● **Text section**

================

Far from just another soulless technocrat, Donohoe likes to portray himself as a Man of Culture. Much is made of his love of reading and music. Outside of budget time, it’s clear he hasn’t exactly been run off his feet given the amount of books he’s reviewed (and presumably read) for the Irish Times, among others. Appearing on Newstalk podcast, Top 5 Books, a notable selection was the memoir of Denis Healey, a right-wing Cold Warrior from the British Labour Party. Healy was a minister in the 60s and 70s, he resorted to inviting the IMF in during an economic crisis and implementing vicious austerity. The anger and disillusionment this engendered in working-class communities paved the way for Thatcher. He was also a cheerleader for the Korean War and collaborated with MI5 to witch-hunt Marxists out of union positions. In other words, a fellow ‘centrist’.
Complicit in the genocide
An avid gig-goer, a video of Donohoe went viral this summer when he went to see Macklemore (one of the most vociferous proponents for the Palestinian cause in mainstream Western music) and, predictably, got confronted by attendees, including a woman who questioned him over his record on the genocide and the Occupied Territories Bill. She picked an apt target.
Leaked Israeli documents reported on by the Ditch last year indicate Donohoe, as Finance Minister had a secret phone call with his Israeli counterpart in which he promised that the OTB would be blocked using a money message – a wildly anti-democratic technical manoeuvre that can effectively be used to kill any bill the government doesn’t like, even if it wins a vote in the Dáil. Donohoe tried to deny the phone call happened, and yet was blocked by a money message, which was precisely the OTB’s fate when it managed to actually pass a vote in the Dáil seven years ago, thanks to the then minority government and some of their TDs not turning up.

================

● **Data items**
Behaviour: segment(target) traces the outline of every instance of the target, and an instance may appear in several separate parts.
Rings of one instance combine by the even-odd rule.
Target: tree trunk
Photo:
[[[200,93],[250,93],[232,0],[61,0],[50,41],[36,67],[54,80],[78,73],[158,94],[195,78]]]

================

● **Work order A**
In the piece on Donohoe, whose memoir did Donohoe pick when he appeared on the Newstalk podcast Top 5 Books?
● **Work order B**
Reproduce verbatim the part of the piece on Donohoe that opens with the words containing "Far from just" and closes with "a fellow ‘centrist’.".

● **Solution A**
Denis Healey's

● **Solution B**
Far from just another soulless technocrat, Donohoe likes to portray himself as a Man of Culture. Much is made of his love of reading and music. Outside of budget time, it’s clear he hasn’t exactly been run off his feet given the amount of books he’s reviewed (and presumably read) for the Irish Times, among others. Appearing on Newstalk podcast, Top 5 Books, a notable selection was the memoir of Denis Healey, a right-wing Cold Warrior from the British Labour Party. Healy was a minister in the 60s and 70s, he resorted to inviting the IMF in during an economic crisis and implementing vicious austerity. The anger and disillusionment this engendered in working-class communities paved the way for Thatcher. He was also a cheerleader for the Korean War and collaborated with MI5 to witch-hunt Marxists out of union positions. In other words, a fellow ‘centrist’.